Amaç 1 » Kayıtların başından "M150 182L169 179L171" geçen satıra kadar olan kısmı, "stadium stand" yerine "grandstand" yazarak güncelle ve başka hiçbir şeyi değiştirme. Resimleri cevaba koyma.

Seçilen metin »
Erdal Tanas Karagöl Avatar
Erdal Tanas Karagöl
  • 37 Yazı
  • 0 Yorum

Eğitim, ekonomi ve Şura kararları

Eğitim ve ekonomi arasında çok güçlü bir ilişki var. Her ne kadar eğitimin ekonomi üzerindeki etkisini hemen yani kısa dönemde görmesek de eğitim uzun dönemde ekonomide insan kaynaklarının iyileştirilmesinde, yüksek teknolojik üretimin gerçekleşmesinde, istihdamın artırılmasında ve dolayısıyla üretimin artırılmasında önemli rol oynar.

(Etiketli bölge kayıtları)
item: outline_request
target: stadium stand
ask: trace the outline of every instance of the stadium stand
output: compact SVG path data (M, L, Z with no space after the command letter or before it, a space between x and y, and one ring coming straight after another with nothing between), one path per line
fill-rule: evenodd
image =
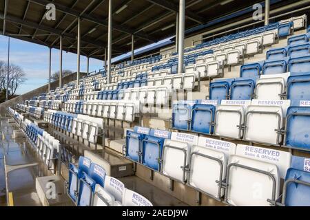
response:
M150 182L169 179L171 191L177 183L229 206L310 206L310 160L296 155L309 157L310 148L306 19L185 48L181 74L176 52L137 59L115 65L110 84L101 69L8 111L50 169L63 155L65 192L77 206L154 201L127 188L106 164L71 158L50 129L96 151L123 141L115 153L133 162L136 175L149 171Z

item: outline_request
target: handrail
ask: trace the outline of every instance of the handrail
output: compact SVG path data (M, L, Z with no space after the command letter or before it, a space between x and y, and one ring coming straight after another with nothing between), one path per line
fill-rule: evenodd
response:
M283 7L283 8L286 8L286 7ZM310 6L307 6L307 7L304 7L304 8L299 8L299 9L297 9L297 10L293 10L293 11L290 11L290 12L286 12L286 13L284 13L284 14L279 14L279 15L276 15L276 16L270 17L270 18L269 18L269 20L270 20L270 19L277 19L277 18L279 18L279 17L281 17L281 16L285 16L285 15L287 15L287 14L292 14L292 13L295 13L295 12L300 12L300 11L306 10L307 9L309 9L309 8L310 8ZM274 10L271 11L271 12L270 12L270 14L273 14L273 13L278 12L278 11L281 11L281 10L285 10L285 9L286 9L286 8L278 8L278 10ZM247 22L247 21L248 21L247 20L248 20L249 19L250 19L250 18L248 18L247 19L244 19L244 20L242 20L242 23L243 23L243 22ZM212 38L212 37L214 37L214 36L218 36L218 35L221 35L221 34L226 34L226 33L231 32L234 32L234 31L235 31L235 30L239 30L239 29L242 29L242 28L247 28L247 27L249 27L249 26L251 26L251 25L256 25L256 24L258 24L258 23L262 23L262 22L264 22L264 21L265 21L264 20L258 21L256 21L256 22L254 22L254 23L251 23L247 24L247 25L245 25L240 26L240 27L238 27L238 28L233 28L233 29L231 29L231 30L226 30L226 31L222 32L220 32L220 33L218 33L218 34L213 34L213 35L211 35L211 36L208 36L202 38L200 39L200 40L193 41L193 42L192 42L192 43L193 43L193 46L194 45L194 43L196 43L196 42L199 42L199 41L201 41L201 42L202 42L203 40L205 40L205 39L207 39L207 38ZM234 26L234 23L233 23L233 24L229 24L229 25ZM224 26L224 27L221 27L220 28L229 28L229 27L225 27L225 26Z

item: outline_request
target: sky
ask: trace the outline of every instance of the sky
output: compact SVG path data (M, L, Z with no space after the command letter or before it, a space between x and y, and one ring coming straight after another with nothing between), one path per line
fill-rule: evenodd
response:
M167 40L165 39L138 49L135 50L135 52ZM0 35L0 60L5 62L7 62L8 60L8 38L7 36ZM116 58L119 59L128 54L130 54L130 52ZM112 59L112 61L114 60ZM63 52L63 69L76 72L76 54ZM21 67L27 78L27 80L18 88L17 94L23 94L48 82L49 71L49 49L48 47L11 38L10 63ZM103 60L90 58L90 72L95 70L99 71L103 67ZM52 49L52 74L59 70L59 50ZM81 56L81 72L87 72L87 58L84 56Z

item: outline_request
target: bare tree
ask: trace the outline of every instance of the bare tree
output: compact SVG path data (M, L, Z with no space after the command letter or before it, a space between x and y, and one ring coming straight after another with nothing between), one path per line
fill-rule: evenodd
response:
M8 65L3 61L0 60L0 90L7 90ZM25 74L21 67L14 64L10 65L8 94L9 96L14 96L19 87L25 81Z
M51 82L55 82L59 79L59 73L60 73L60 71L55 72L54 73L54 74L52 74L50 76ZM69 76L72 74L73 74L73 72L72 72L71 70L69 70L69 69L63 70L63 78L67 76Z

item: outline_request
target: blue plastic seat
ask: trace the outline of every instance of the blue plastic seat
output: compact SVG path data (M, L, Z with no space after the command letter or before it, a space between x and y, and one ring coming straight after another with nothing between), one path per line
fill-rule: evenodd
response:
M171 74L176 74L178 73L178 63L174 63L171 65Z
M288 71L291 73L310 72L310 56L295 57L289 59Z
M215 109L215 106L211 104L194 104L192 116L191 131L212 134Z
M310 37L309 34L299 34L291 36L287 40L287 45L290 46L293 46L300 43L308 43L309 37Z
M310 149L310 107L290 107L287 113L285 145Z
M145 87L147 85L147 79L143 79L143 80L140 80L140 87Z
M230 99L236 100L251 100L254 92L255 84L255 81L251 78L235 78L230 86Z
M174 104L172 109L172 128L187 131L192 116L192 106L189 104Z
M105 187L105 169L95 163L92 163L90 168L90 177L102 187Z
M141 162L142 140L149 134L149 129L143 128L147 132L141 133L141 127L135 126L134 131L127 131L126 135L126 157L137 162Z
M78 206L90 206L96 182L86 173L83 173L79 183Z
M210 83L209 99L225 100L229 98L230 85L234 79L218 80Z
M262 66L262 75L280 74L287 72L288 59L266 60Z
M287 47L271 48L266 53L267 60L281 60L287 56Z
M307 56L310 54L310 43L302 43L291 46L288 49L287 55L291 57Z
M285 177L285 206L310 206L310 158L293 156ZM284 201L283 201L284 200Z
M145 135L142 144L142 164L150 168L160 171L163 146L165 139L169 139L171 133L167 131L151 129L149 135Z
M281 23L278 26L279 37L287 36L291 34L291 29L293 27L293 22Z
M310 73L291 74L287 79L287 98L310 100Z
M262 67L265 61L245 64L240 67L240 77L243 78L258 78L260 75Z

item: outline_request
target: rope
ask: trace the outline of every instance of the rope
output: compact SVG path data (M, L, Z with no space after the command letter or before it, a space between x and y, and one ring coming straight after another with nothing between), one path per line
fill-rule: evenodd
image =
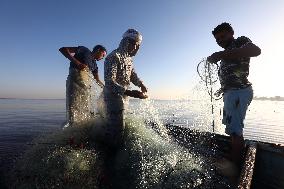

Amaç 2 » Eğitim ve ekonomi yazısına göre eğitimin ekonomi üzerindeki etkisi kısa dönemde mi, uzun dönemde mi görülür?

Alıştırmanın çözümü 1 »
item: outline_request
target: grandstand
ask: trace the outline of every instance of the grandstand
output: compact SVG path data (M, L, Z with no space after the command letter or before it, a space between x and y, and one ring coming straight after another with nothing between), one path per line
fill-rule: evenodd
image =
response:
M150 182L169 179L171 191L177 183L229 206L310 206L310 160L296 155L309 157L310 148L306 19L185 48L181 74L176 52L137 59L115 65L110 84L101 69L8 111L50 169L63 155L65 192L77 206L154 201L127 188L106 164L71 158L50 129L96 151L123 141L115 153L133 162L136 175L149 171Z

Alıştırmanın çözümü 2 » Uzun dönemde görülür.